**TASK BRIEF**
Report every line from the following entries that contains the string "stadium".

Annotated photo localization data
---*---

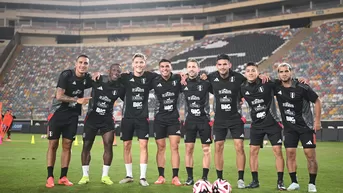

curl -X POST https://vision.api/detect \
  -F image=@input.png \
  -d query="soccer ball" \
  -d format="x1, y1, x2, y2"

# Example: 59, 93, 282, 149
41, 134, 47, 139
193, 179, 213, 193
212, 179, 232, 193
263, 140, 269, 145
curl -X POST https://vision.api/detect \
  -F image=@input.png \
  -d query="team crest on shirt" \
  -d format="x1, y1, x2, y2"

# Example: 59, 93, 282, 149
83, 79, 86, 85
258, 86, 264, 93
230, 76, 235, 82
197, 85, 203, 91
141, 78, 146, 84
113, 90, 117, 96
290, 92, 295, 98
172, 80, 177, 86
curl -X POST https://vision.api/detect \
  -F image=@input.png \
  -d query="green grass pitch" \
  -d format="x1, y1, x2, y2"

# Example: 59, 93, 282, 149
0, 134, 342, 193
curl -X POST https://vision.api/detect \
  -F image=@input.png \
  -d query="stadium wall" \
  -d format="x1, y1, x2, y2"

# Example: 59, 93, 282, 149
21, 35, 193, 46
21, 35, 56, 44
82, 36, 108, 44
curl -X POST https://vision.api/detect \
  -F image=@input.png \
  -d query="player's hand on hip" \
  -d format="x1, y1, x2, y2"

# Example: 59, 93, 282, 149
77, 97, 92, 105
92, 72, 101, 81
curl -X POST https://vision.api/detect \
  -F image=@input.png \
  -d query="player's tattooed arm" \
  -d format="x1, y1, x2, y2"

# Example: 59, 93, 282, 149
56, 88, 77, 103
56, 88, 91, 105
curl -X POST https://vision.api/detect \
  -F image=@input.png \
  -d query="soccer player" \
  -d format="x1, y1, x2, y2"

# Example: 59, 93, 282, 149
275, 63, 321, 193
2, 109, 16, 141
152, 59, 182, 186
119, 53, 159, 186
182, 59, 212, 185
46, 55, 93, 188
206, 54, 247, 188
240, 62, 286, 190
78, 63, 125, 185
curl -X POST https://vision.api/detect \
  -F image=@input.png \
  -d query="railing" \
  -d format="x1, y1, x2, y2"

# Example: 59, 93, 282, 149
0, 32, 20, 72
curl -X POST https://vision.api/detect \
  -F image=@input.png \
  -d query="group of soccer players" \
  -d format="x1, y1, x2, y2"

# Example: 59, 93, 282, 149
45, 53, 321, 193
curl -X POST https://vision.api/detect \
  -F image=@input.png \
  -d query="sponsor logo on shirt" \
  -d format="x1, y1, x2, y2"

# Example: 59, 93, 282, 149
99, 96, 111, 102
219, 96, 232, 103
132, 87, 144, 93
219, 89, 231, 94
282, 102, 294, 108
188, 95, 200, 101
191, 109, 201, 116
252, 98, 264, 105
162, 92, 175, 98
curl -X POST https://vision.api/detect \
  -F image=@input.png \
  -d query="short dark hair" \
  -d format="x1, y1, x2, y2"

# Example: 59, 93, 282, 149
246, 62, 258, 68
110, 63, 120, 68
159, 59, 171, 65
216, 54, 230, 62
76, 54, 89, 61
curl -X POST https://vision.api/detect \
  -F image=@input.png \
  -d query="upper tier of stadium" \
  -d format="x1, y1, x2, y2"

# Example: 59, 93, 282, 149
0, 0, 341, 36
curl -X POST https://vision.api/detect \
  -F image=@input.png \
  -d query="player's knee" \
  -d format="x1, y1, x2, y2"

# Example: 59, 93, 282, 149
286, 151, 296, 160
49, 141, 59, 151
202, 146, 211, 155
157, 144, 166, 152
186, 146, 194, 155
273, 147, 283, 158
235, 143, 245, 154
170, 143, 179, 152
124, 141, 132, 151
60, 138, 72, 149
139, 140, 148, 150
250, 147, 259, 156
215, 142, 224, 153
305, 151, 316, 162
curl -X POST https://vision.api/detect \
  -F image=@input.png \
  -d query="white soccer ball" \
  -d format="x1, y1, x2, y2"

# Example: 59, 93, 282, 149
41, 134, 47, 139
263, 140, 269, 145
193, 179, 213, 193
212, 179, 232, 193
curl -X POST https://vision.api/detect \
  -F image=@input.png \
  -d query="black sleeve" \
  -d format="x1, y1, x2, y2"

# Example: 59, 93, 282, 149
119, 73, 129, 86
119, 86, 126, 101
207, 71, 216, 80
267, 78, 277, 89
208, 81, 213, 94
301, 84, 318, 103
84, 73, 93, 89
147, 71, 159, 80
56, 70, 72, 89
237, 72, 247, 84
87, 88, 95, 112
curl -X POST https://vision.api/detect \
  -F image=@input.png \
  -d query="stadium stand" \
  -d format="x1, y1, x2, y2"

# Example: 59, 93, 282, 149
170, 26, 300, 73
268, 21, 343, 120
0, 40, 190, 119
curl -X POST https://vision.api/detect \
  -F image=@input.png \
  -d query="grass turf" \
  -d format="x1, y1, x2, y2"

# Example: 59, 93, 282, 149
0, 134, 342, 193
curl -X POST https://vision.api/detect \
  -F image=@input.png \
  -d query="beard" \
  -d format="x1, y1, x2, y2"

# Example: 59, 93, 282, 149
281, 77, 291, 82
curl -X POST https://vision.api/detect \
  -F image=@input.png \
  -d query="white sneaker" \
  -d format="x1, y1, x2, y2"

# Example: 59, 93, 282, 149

---*---

**TASK RESPONSE**
  -d query="stadium wall" \
  -d query="upper tier of stadium" \
  -d query="stadium stand" \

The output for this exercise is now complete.